───── DATASET ─────

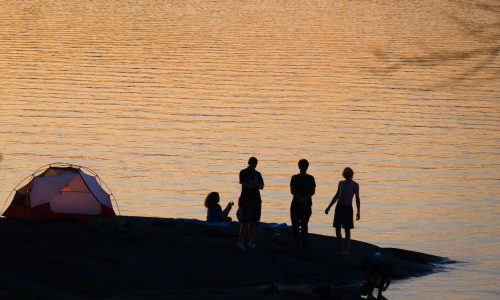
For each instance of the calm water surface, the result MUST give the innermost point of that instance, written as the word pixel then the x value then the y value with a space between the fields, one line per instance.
pixel 166 100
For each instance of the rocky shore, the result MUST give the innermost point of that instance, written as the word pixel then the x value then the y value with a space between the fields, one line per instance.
pixel 156 258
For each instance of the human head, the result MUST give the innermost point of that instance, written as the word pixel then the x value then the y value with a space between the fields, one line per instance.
pixel 348 173
pixel 303 164
pixel 212 199
pixel 252 162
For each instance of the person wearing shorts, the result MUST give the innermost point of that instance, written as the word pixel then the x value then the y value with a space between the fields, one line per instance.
pixel 249 204
pixel 343 218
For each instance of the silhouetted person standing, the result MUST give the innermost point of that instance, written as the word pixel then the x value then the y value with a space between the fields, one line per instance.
pixel 249 203
pixel 302 187
pixel 346 190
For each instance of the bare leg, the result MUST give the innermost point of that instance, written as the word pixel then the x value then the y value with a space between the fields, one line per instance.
pixel 243 231
pixel 347 241
pixel 338 231
pixel 251 232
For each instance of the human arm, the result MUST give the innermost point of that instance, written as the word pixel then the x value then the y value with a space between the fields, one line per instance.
pixel 358 202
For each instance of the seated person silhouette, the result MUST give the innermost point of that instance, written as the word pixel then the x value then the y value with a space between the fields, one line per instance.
pixel 214 210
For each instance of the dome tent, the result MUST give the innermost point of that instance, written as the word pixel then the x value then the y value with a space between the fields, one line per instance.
pixel 60 192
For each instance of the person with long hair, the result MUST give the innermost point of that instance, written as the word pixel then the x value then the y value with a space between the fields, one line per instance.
pixel 214 210
pixel 343 218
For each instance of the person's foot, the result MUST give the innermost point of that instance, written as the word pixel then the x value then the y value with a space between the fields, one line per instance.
pixel 241 246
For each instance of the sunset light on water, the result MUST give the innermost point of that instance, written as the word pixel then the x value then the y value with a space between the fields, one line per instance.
pixel 167 101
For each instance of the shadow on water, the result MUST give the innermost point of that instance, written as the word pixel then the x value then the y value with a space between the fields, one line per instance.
pixel 488 35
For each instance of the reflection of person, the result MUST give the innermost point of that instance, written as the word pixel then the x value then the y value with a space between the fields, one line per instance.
pixel 249 203
pixel 340 292
pixel 214 210
pixel 377 270
pixel 346 190
pixel 302 187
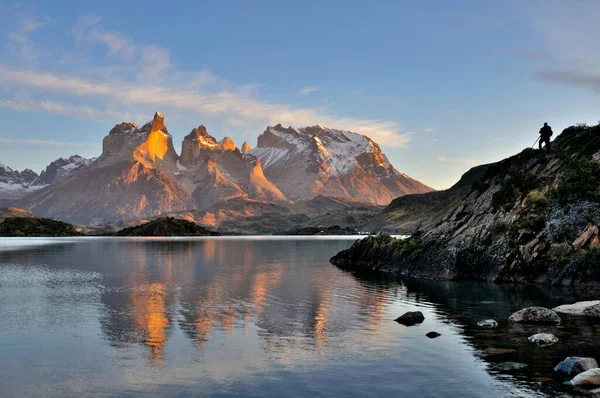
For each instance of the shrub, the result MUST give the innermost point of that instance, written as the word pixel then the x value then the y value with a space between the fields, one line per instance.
pixel 408 245
pixel 566 223
pixel 512 189
pixel 579 180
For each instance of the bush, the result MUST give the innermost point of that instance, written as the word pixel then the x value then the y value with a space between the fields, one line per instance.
pixel 579 180
pixel 566 223
pixel 408 245
pixel 512 189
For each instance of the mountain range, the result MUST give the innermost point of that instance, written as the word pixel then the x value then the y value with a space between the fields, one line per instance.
pixel 140 175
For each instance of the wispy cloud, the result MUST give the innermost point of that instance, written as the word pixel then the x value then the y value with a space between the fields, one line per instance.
pixel 308 90
pixel 228 103
pixel 575 78
pixel 20 37
pixel 444 159
pixel 140 78
pixel 36 141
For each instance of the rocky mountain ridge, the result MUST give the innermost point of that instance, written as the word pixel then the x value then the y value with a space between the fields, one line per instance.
pixel 311 161
pixel 139 174
pixel 532 218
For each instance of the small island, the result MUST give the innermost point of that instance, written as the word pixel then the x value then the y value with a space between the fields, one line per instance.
pixel 167 226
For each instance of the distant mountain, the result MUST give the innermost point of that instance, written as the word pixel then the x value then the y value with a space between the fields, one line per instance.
pixel 133 178
pixel 312 161
pixel 15 184
pixel 139 175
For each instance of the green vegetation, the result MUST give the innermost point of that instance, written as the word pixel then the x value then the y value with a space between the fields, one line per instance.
pixel 589 263
pixel 167 226
pixel 408 245
pixel 512 189
pixel 579 180
pixel 26 226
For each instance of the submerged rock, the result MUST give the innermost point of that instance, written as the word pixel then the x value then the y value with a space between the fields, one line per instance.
pixel 411 318
pixel 572 366
pixel 589 378
pixel 487 324
pixel 535 315
pixel 588 308
pixel 508 366
pixel 543 339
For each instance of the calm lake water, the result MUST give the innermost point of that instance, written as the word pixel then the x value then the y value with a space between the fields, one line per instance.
pixel 257 317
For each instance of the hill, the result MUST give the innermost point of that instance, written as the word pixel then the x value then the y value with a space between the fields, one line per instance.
pixel 532 218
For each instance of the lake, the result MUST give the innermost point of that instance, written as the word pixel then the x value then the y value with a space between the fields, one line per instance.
pixel 258 316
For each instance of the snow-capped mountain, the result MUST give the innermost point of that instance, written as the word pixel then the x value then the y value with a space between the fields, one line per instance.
pixel 140 175
pixel 15 184
pixel 61 168
pixel 132 179
pixel 311 161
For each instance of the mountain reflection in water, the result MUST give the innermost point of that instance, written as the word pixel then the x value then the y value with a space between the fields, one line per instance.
pixel 260 317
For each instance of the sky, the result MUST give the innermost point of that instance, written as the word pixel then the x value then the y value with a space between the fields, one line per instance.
pixel 441 86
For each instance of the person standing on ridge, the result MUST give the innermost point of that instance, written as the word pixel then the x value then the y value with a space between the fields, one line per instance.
pixel 545 134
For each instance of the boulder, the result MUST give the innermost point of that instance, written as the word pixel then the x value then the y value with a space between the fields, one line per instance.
pixel 508 366
pixel 411 318
pixel 589 378
pixel 572 366
pixel 587 236
pixel 535 315
pixel 588 308
pixel 543 339
pixel 487 324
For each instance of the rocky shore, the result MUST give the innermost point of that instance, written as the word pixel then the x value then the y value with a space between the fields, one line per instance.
pixel 532 218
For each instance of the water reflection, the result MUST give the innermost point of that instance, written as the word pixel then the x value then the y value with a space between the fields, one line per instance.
pixel 228 314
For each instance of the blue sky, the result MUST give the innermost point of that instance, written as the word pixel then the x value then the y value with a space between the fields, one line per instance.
pixel 440 85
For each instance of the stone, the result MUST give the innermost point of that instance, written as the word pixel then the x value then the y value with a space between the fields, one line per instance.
pixel 586 236
pixel 572 366
pixel 589 378
pixel 487 324
pixel 508 366
pixel 535 315
pixel 543 339
pixel 411 318
pixel 587 308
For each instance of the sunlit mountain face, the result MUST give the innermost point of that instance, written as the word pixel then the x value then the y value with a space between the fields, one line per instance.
pixel 140 175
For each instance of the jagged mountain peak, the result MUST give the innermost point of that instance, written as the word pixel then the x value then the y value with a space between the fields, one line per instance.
pixel 246 147
pixel 123 128
pixel 308 161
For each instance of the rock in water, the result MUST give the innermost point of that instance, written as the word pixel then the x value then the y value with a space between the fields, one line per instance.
pixel 535 315
pixel 411 318
pixel 589 378
pixel 487 324
pixel 507 366
pixel 543 339
pixel 572 366
pixel 588 308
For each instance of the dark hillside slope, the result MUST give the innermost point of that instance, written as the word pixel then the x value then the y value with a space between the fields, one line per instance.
pixel 532 218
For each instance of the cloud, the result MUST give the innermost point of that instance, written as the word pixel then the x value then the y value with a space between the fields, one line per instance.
pixel 155 61
pixel 530 55
pixel 139 78
pixel 237 104
pixel 574 78
pixel 36 141
pixel 20 37
pixel 308 90
pixel 444 159
pixel 117 45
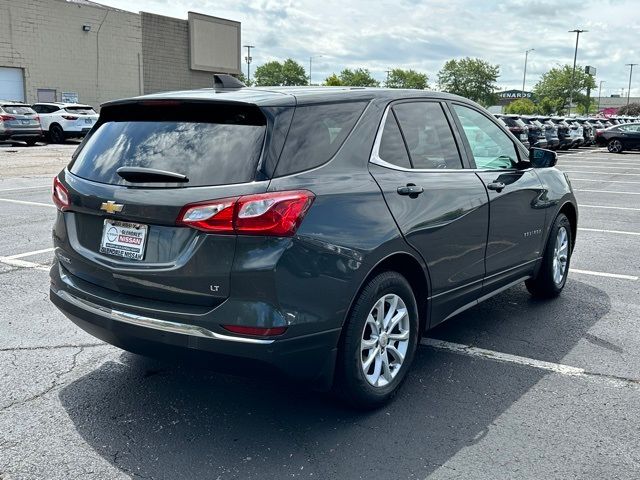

─────

How many of the lines above contain the word "standing"? Case counts. Reply with the number alone.

• _FINISHED EXERCISE_: 2